- _EXERCISE DESCRIPTION_
In one to three sentences, explain why the rich background of Paris, as the passage on Paris below describes it, lets an embryo thought gather strength.

- _PROVIDED PASSAGE_
★ ★ ★

The background of Paris is indeed the rich soil in which things grow nearly of themselves. Fertilized by a thousand thoughts and happenings, it not only promotes growth as a matter of course, but in its depth and richness allows of secret growth, of that conception in the darkness through which alone life comes. Sheltered, hidden from the vulgar gaze, the embryo thought can gather strength until it can support the light of day. It is not withered at the start by the too fierce glare of publicity. Perhaps indeed the greatest thoughts have never been uttered, unable to bear the rough birth into words. The stillness, the quiet, the comfort, even, of background is perhaps the sole means of containing man's instinct for action, for facts instead of knowledge, for knowledge instead of wisdom, enabling him to bear the stress and suffering which thought implies. And with the deeper capacity for suffering goes also the capacity for enjoyment. Big things are not necessary for the enjoyment of the Parisian. His cafés with their blue siphons and yellow brioches; his Sunday walks; a visit from a friend as he sits in his little shop on Sunday afternoons and sells you quarter-pounds of coffee; his bottle of wine, his Sunday dinner, the little bird that he has bought or the gold-fish in a bowl; his pleasure in a new suit or the new hat of Madame; his visit to the theatre or a concert; his pride in Paris itself, almost as though he had built it-all this has the immense spontaneity and naturalness, such as, curiously, is rarely seen except in extreme youth. It makes for that French gaiety and humor which are the birthright of the people which has enabled them to bear for centuries the amazing suffering of the European conflicts and never lose their joy in living, which seems all the lighter and gayer for the solid background against which it deploys itself.

★ ★ ★

[Dataset items]

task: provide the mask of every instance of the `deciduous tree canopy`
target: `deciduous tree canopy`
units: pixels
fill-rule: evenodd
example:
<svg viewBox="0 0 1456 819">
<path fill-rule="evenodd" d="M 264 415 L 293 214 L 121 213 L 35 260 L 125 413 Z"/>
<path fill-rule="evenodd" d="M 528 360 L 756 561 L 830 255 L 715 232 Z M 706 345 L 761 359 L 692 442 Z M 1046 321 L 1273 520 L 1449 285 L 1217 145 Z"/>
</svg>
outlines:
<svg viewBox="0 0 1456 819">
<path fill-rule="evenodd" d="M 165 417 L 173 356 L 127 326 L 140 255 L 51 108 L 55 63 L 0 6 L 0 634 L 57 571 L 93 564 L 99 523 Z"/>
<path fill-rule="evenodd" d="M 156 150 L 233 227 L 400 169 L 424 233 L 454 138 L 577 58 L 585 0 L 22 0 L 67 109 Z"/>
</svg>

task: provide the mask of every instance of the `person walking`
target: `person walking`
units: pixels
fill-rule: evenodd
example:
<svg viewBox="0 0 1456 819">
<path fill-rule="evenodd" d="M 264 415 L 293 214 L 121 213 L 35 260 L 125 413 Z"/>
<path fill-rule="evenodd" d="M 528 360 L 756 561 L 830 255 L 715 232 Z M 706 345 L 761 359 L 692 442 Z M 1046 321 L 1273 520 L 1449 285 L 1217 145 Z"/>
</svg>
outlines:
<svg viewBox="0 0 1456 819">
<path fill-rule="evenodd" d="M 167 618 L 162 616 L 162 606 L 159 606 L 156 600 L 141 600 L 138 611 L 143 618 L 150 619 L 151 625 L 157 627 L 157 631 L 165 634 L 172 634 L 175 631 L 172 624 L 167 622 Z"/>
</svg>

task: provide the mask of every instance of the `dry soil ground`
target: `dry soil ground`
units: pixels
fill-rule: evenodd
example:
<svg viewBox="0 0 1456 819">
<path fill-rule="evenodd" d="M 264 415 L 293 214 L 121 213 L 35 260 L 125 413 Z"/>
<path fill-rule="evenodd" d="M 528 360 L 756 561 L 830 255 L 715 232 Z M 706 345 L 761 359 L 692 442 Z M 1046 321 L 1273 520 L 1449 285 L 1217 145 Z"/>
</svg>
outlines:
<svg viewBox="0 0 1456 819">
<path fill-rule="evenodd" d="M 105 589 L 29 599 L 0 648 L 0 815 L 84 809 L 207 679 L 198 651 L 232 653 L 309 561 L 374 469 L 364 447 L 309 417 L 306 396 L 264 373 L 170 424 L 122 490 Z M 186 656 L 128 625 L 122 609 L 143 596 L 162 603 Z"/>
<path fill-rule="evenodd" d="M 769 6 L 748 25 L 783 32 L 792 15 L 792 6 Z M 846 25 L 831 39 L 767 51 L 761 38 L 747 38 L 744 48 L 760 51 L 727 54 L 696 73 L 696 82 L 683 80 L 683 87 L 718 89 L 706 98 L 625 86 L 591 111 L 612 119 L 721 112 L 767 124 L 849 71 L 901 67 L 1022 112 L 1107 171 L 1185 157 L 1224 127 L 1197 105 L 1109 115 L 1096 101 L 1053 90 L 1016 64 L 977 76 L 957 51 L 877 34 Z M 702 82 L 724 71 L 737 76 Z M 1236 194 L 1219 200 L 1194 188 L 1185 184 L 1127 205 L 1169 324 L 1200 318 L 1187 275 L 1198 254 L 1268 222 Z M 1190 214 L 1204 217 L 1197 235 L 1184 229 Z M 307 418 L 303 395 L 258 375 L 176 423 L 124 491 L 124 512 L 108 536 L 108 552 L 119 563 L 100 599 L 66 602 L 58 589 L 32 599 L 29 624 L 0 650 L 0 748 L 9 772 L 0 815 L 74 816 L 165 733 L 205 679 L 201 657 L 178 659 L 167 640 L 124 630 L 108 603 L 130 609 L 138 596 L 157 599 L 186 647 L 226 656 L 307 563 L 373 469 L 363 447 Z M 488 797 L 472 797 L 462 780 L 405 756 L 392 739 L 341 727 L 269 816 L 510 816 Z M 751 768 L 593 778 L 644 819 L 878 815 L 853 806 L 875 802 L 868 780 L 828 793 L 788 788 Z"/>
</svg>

★ ★ ★

- _RESPONSE FOR THIS EXERCISE_
The depth and richness of that background allow secret growth, so the thought stays sheltered and hidden from the vulgar gaze. It is not withered at the start by the too fierce glare of publicity, and it can gather strength until it can support the light of day.